- PROBLEM DESCRIPTION:
Rewrite the records below, changing "Query" to "Search term" everywhere and keeping every other line untouched.

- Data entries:
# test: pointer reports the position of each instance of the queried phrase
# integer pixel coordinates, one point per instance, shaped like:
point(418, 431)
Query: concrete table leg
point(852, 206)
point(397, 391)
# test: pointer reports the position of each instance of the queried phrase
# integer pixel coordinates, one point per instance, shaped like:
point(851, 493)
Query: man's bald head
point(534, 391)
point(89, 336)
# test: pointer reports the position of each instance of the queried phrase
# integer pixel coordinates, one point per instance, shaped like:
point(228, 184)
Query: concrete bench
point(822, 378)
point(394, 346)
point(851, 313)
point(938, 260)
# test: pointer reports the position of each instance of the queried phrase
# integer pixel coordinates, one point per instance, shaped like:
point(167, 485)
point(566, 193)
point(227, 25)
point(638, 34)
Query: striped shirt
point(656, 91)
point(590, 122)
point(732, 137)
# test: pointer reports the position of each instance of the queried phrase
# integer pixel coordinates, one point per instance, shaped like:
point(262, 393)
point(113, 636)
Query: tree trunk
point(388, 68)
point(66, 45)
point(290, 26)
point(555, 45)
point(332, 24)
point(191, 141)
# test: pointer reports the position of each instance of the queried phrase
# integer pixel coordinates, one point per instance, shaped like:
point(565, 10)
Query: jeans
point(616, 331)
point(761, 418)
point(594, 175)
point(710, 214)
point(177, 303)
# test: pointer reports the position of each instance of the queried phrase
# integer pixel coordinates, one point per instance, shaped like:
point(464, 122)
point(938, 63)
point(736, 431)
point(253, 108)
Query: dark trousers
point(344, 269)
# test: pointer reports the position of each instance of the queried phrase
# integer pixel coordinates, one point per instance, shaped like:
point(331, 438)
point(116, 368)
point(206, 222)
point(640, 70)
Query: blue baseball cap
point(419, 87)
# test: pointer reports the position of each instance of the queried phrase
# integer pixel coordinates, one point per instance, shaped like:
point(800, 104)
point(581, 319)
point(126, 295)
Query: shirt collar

- EXPECTED ANSWER:
# test: pointer reports the position of each instance of the queried phrase
# integer pixel coordinates, one point per instance, shaped like:
point(418, 431)
Search term: concrete table leg
point(852, 206)
point(397, 391)
# test: pointer reports the position of each instance of the queried phrase
# integer pixel coordinates, one point per instance, shaped like:
point(851, 493)
Search term: man's bald head
point(534, 391)
point(89, 336)
# test: pointer reports the position of each instance of the queried phrase
# integer pixel coordinates, one point per instance, shaped like:
point(228, 184)
Search term: concrete bench
point(822, 378)
point(394, 346)
point(851, 313)
point(938, 260)
# test: pointer reports the position of each instance of the queried phrase
# integer pixel coordinates, one point per instance, shaped like:
point(167, 485)
point(566, 193)
point(227, 25)
point(638, 34)
Search term: striped shirt
point(656, 91)
point(590, 122)
point(732, 137)
# test: pointer reports the position of each instance of the queried phrase
# integer pixel coordinates, one point per instance, shaped like:
point(262, 393)
point(113, 636)
Search term: tree trunk
point(388, 68)
point(66, 45)
point(290, 26)
point(555, 45)
point(332, 24)
point(191, 141)
# test: pointer reports the position of each instance of the queried phrase
# integer pixel coordinates, one point per instance, shaped like:
point(565, 10)
Search term: jeans
point(616, 331)
point(761, 418)
point(594, 175)
point(710, 214)
point(177, 303)
# test: pointer reports the position of each instance of the queried phrase
# integer pixel coordinates, one point per instance, shaped like:
point(464, 122)
point(938, 63)
point(736, 431)
point(253, 108)
Search term: dark trousers
point(344, 269)
# test: pointer reports the position of each instance of the queried phrase
# integer pixel coordinates, one point per instance, shaped like:
point(331, 438)
point(116, 368)
point(206, 222)
point(640, 70)
Search term: blue baseball cap
point(419, 87)
# test: pointer reports the position of each instance of the queried phrase
# integer pixel coordinates, one point per instance, shaped like:
point(800, 104)
point(581, 319)
point(126, 295)
Search term: shirt collar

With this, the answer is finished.